- EXTRACTED RECORDS

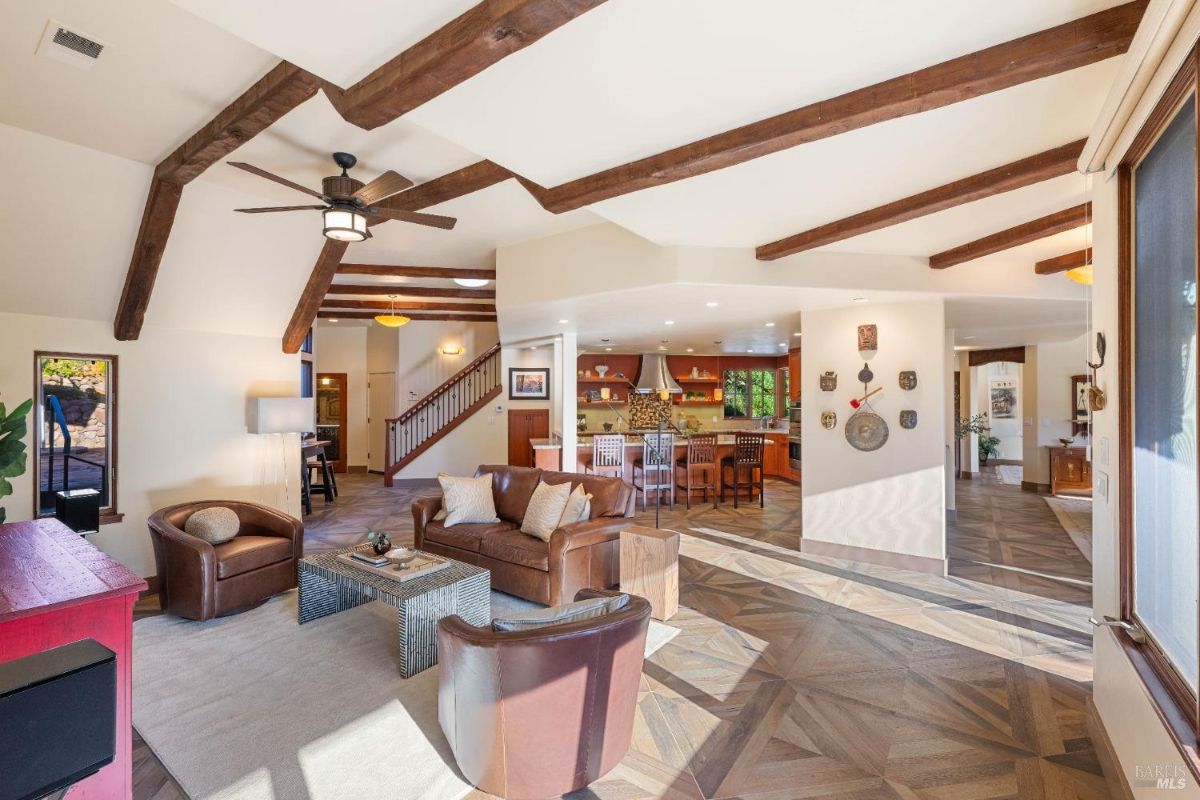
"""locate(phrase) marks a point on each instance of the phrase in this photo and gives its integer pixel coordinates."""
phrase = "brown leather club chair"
(201, 581)
(538, 714)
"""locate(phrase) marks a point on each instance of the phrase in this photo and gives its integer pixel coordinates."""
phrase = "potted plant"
(12, 446)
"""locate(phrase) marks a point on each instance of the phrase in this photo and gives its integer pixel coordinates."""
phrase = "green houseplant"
(12, 446)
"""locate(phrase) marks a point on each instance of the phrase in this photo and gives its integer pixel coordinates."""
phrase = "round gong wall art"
(867, 431)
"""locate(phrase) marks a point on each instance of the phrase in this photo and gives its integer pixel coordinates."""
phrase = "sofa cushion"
(245, 553)
(214, 524)
(563, 614)
(465, 536)
(511, 488)
(514, 547)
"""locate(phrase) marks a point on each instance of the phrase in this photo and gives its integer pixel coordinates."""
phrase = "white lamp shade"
(285, 415)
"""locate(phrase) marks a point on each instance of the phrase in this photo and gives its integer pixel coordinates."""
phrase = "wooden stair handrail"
(444, 386)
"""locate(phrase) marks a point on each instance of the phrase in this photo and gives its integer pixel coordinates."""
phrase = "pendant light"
(391, 319)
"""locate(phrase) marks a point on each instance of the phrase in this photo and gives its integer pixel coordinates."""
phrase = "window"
(1158, 449)
(75, 428)
(749, 392)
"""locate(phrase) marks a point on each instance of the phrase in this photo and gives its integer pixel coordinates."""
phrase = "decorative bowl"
(401, 557)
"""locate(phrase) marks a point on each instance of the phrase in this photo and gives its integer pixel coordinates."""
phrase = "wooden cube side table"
(649, 567)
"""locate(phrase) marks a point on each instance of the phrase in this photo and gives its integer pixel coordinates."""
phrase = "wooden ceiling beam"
(323, 272)
(457, 50)
(1023, 234)
(1065, 262)
(417, 271)
(401, 289)
(1050, 52)
(1026, 172)
(409, 305)
(415, 318)
(273, 96)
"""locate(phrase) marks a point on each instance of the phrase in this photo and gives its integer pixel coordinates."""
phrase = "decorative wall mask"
(868, 337)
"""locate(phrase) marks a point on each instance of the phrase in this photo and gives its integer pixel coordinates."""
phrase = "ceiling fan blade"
(270, 176)
(281, 208)
(382, 187)
(432, 220)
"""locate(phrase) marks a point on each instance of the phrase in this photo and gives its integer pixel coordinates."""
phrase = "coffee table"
(329, 584)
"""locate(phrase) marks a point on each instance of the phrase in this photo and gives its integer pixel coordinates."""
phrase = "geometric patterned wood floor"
(804, 677)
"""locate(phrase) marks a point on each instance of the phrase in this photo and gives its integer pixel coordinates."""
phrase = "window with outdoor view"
(750, 392)
(75, 427)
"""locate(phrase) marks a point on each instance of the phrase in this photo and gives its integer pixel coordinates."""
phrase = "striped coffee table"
(329, 584)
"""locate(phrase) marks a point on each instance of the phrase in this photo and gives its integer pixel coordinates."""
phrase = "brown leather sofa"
(583, 555)
(563, 715)
(201, 581)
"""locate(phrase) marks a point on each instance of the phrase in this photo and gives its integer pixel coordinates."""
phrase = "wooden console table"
(1069, 469)
(55, 589)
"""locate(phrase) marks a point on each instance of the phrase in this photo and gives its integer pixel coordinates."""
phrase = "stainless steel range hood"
(655, 377)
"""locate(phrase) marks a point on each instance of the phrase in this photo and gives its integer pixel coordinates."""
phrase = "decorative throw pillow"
(467, 499)
(545, 509)
(215, 524)
(577, 505)
(561, 614)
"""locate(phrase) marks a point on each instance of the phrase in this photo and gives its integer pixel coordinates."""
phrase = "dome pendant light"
(391, 319)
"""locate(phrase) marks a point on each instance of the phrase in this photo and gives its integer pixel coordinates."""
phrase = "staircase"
(441, 411)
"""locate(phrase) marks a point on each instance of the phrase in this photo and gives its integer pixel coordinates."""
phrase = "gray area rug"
(256, 707)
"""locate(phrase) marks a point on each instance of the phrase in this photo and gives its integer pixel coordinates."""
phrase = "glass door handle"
(1135, 632)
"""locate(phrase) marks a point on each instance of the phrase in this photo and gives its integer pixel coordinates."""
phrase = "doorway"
(381, 408)
(523, 426)
(331, 405)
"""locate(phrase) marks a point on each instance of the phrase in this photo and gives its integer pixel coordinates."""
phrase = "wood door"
(331, 407)
(381, 408)
(523, 426)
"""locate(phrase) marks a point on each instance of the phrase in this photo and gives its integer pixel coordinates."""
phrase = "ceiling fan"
(348, 204)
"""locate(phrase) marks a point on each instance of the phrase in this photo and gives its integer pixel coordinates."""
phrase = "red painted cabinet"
(55, 588)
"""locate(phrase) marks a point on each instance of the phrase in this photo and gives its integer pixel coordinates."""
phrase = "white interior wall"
(181, 410)
(892, 499)
(345, 349)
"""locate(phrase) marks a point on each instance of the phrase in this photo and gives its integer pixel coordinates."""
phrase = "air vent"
(67, 46)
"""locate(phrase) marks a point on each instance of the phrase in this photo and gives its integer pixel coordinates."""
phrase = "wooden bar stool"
(607, 455)
(745, 461)
(655, 464)
(701, 458)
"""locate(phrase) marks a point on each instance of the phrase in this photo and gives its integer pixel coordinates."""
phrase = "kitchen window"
(750, 392)
(75, 428)
(1158, 451)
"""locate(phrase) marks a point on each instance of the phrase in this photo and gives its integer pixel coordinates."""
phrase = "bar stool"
(655, 462)
(745, 461)
(607, 455)
(701, 458)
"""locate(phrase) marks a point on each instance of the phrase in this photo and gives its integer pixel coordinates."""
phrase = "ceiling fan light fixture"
(345, 223)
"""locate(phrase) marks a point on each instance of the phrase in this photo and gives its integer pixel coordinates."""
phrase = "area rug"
(255, 707)
(1011, 474)
(1075, 517)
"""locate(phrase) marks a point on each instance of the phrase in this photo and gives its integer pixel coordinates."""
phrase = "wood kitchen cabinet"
(1069, 469)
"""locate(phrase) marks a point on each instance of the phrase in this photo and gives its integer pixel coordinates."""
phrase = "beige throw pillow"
(215, 524)
(577, 505)
(545, 509)
(467, 499)
(561, 614)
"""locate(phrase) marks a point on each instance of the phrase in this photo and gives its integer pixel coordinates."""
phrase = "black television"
(58, 719)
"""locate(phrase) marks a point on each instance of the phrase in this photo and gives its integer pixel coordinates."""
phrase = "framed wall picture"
(528, 384)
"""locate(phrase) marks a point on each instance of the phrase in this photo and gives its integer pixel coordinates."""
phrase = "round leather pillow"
(215, 524)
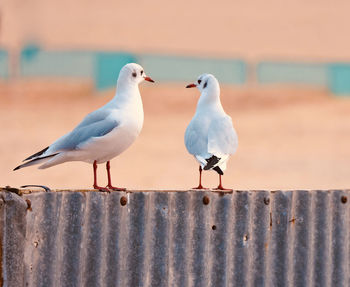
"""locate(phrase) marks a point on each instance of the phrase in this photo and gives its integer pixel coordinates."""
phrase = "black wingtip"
(218, 170)
(212, 161)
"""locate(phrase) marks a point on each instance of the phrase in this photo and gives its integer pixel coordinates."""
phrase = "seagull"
(210, 137)
(104, 133)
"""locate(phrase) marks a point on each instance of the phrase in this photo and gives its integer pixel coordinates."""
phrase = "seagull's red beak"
(191, 86)
(148, 79)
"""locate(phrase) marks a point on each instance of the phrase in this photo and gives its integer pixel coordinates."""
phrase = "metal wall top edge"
(193, 238)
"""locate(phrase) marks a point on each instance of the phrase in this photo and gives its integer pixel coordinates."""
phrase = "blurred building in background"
(293, 43)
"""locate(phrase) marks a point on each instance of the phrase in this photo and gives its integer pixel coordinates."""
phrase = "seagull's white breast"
(102, 149)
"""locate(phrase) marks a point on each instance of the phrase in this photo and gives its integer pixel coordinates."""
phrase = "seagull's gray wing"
(82, 134)
(195, 141)
(93, 117)
(222, 137)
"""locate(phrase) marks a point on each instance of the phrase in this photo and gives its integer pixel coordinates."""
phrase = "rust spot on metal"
(344, 199)
(270, 220)
(123, 200)
(29, 205)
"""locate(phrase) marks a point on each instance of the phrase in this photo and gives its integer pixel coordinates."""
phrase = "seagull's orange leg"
(109, 185)
(200, 180)
(95, 180)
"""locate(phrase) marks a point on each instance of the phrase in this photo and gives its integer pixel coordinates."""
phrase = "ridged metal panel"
(12, 235)
(243, 238)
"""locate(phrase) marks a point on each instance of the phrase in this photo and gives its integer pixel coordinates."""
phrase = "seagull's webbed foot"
(116, 188)
(220, 187)
(200, 187)
(102, 189)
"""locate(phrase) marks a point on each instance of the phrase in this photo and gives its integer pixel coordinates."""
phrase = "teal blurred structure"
(184, 69)
(103, 68)
(339, 78)
(4, 64)
(292, 73)
(107, 67)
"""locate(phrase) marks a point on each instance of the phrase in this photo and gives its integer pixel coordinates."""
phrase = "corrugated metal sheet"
(193, 238)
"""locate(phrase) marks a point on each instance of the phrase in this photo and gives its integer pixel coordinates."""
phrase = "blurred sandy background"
(289, 137)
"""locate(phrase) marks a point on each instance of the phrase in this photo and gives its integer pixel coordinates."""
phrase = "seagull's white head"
(208, 85)
(132, 74)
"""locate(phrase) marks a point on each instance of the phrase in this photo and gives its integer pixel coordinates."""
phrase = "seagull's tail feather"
(211, 162)
(60, 158)
(36, 154)
(35, 161)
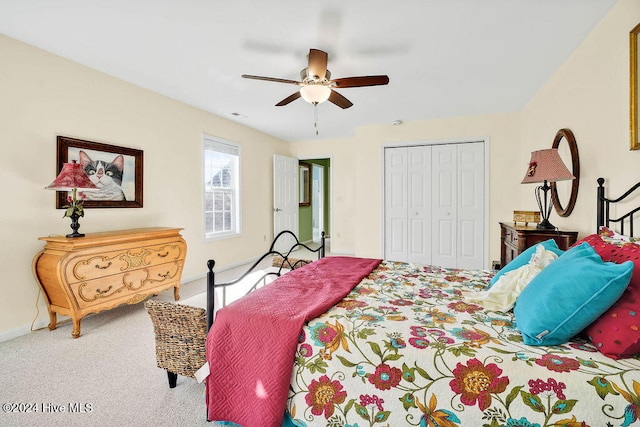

- TASK PROMPT
Return every line of the entries above that contains the word "white". Case counts.

- EXERCISE OUTPUT
phrase = "white lamp shade"
phrase = "white interior wall"
phrase = "seagull's white breast"
phrase = "seagull's white head"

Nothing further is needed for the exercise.